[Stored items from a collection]
============================================================

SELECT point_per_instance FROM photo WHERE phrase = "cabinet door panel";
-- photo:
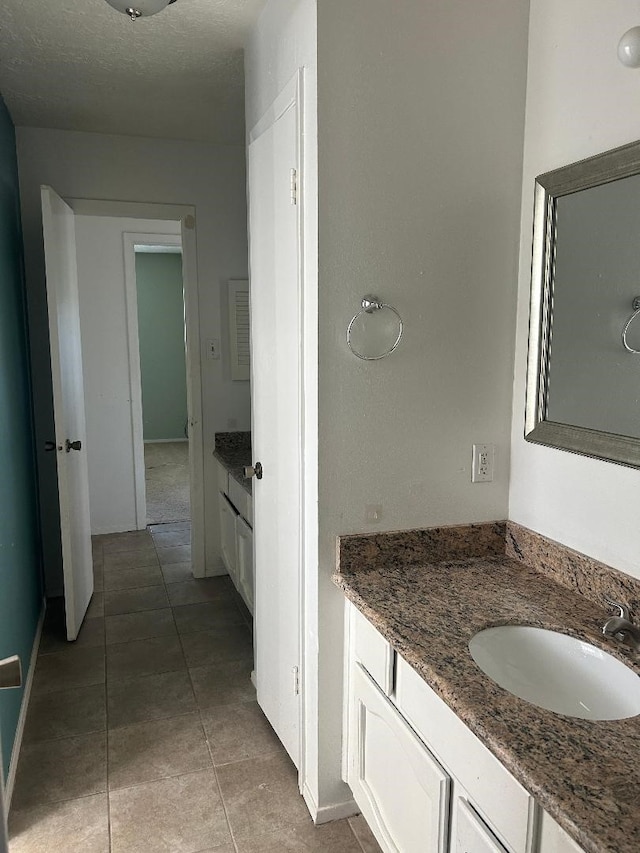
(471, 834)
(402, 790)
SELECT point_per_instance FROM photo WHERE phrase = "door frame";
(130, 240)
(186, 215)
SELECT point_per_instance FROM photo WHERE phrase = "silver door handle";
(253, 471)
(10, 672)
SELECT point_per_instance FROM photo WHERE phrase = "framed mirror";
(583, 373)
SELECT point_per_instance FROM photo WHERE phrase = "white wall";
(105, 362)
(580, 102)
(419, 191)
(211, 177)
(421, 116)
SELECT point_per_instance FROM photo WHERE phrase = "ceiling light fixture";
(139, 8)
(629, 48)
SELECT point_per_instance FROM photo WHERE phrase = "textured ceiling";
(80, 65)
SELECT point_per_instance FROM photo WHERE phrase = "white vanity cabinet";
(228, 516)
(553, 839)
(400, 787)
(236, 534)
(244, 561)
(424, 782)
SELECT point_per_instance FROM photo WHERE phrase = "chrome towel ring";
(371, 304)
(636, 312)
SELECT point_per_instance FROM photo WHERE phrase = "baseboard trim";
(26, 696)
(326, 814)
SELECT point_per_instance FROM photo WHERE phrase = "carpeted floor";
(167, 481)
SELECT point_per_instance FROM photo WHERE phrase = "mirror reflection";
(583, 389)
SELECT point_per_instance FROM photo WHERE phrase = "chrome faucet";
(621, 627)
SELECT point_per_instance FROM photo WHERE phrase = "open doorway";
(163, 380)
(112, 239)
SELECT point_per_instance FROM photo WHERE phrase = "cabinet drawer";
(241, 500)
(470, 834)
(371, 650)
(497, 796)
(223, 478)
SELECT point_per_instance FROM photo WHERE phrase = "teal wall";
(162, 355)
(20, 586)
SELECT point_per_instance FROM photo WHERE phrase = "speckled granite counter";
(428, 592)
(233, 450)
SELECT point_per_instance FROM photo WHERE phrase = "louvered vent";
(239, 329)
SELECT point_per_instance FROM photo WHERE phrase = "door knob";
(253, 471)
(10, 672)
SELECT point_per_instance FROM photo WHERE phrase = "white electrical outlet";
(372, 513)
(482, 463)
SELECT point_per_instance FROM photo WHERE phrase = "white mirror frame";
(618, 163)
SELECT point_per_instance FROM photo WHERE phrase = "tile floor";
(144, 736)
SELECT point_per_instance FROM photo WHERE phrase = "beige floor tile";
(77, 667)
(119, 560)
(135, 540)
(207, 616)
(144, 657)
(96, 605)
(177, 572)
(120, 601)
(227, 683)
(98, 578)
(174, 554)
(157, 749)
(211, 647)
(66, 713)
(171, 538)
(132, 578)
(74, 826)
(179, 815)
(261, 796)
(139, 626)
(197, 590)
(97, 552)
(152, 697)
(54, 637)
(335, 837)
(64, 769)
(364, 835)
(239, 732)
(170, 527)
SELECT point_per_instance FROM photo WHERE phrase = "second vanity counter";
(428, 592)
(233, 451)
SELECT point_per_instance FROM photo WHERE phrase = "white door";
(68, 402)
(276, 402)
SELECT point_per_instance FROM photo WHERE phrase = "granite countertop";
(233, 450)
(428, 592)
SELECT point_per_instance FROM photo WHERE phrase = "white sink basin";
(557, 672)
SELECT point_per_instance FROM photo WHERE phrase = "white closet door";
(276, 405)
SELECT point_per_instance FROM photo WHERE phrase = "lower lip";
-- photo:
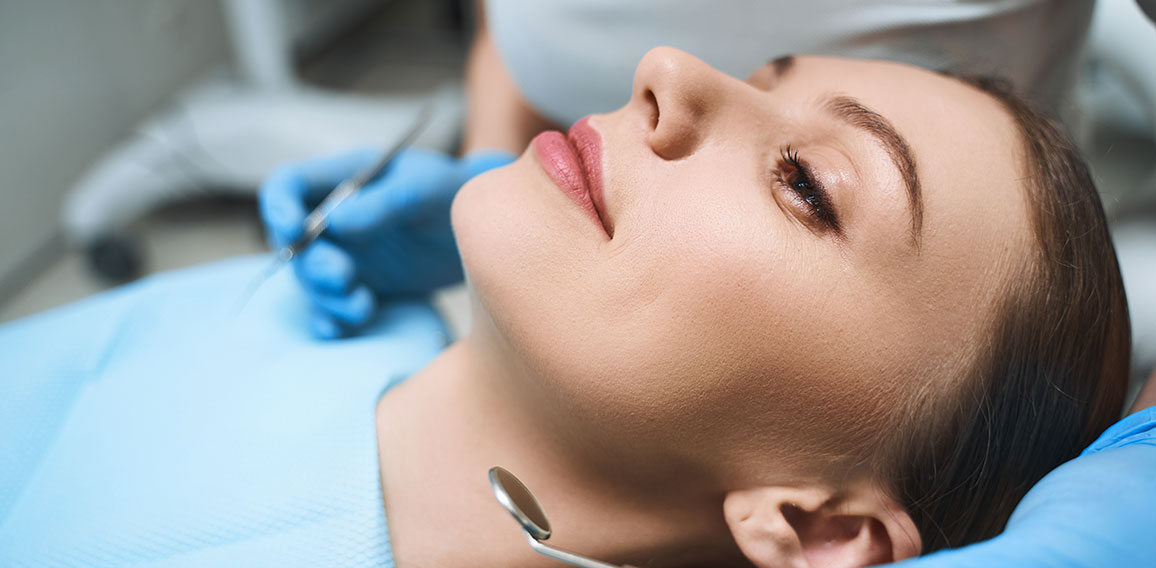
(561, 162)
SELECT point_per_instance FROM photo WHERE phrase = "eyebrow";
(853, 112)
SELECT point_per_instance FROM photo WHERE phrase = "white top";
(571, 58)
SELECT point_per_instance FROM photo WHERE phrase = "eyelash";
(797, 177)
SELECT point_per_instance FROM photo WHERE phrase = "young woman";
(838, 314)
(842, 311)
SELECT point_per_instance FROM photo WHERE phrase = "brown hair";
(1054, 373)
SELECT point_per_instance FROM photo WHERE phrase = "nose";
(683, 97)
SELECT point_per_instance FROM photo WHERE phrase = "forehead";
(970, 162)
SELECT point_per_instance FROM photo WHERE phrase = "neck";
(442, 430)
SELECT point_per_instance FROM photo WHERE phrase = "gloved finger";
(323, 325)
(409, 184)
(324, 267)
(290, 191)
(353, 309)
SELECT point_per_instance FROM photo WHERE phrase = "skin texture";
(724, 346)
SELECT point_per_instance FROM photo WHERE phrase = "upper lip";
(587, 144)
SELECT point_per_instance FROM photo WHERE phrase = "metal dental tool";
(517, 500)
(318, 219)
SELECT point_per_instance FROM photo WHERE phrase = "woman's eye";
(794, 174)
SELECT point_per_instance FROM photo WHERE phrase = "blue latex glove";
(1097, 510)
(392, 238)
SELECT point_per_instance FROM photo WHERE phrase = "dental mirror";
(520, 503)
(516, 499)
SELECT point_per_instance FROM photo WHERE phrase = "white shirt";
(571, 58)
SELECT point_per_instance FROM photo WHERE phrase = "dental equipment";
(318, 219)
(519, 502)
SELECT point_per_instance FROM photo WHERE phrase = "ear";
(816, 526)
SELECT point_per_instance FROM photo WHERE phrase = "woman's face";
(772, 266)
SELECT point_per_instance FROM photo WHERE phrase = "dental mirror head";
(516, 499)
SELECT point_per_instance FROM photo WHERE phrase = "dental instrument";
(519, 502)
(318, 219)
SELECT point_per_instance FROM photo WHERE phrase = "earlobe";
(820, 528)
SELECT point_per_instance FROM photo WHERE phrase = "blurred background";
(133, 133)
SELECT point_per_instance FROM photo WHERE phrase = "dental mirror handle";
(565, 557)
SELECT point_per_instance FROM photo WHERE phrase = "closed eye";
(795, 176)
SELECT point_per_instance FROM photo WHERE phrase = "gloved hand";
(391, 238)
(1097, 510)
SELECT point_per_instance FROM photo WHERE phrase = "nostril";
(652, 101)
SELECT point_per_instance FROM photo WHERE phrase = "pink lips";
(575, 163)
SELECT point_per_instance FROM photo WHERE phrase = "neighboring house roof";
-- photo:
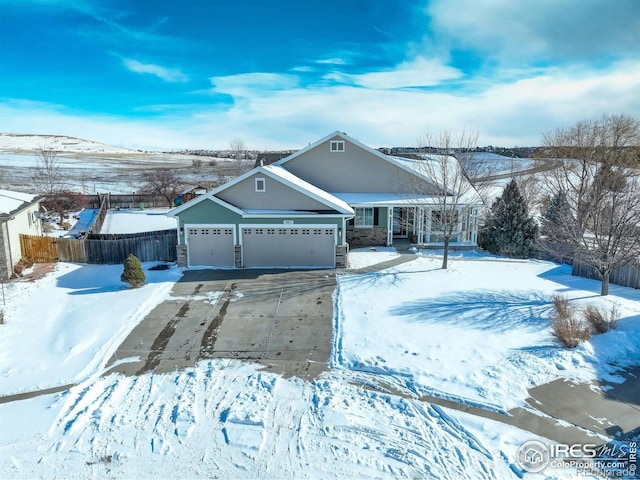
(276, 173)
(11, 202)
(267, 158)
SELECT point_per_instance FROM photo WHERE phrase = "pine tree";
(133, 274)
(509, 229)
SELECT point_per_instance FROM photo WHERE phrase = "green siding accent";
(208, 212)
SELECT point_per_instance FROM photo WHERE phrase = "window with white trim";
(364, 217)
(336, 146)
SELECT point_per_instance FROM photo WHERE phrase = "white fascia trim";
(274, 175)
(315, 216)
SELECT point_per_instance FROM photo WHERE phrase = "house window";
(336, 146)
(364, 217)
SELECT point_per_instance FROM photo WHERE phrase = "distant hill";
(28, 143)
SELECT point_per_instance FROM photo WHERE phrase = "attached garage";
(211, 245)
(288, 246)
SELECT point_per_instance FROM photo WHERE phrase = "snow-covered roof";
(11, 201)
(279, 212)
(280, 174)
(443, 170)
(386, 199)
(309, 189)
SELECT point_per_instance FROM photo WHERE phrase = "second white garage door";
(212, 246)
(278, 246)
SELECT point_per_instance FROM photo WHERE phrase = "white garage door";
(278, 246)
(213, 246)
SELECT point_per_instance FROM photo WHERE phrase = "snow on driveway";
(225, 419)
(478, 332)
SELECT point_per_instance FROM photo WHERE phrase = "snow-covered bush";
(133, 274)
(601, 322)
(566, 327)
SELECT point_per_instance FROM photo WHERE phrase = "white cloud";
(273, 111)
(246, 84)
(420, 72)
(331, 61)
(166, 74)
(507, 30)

============================================================

EXERCISE => Which lines in the records above contain the word "tile"? Find every one and copy it, treating uppercase and lowercase as different.

RESULT OF THIS EXERCISE =>
SELECT point_per_instance FROM photo WHERE phrase = "tile floor";
SELECT point_per_instance FROM photo WHERE phrase = "beige floor tile";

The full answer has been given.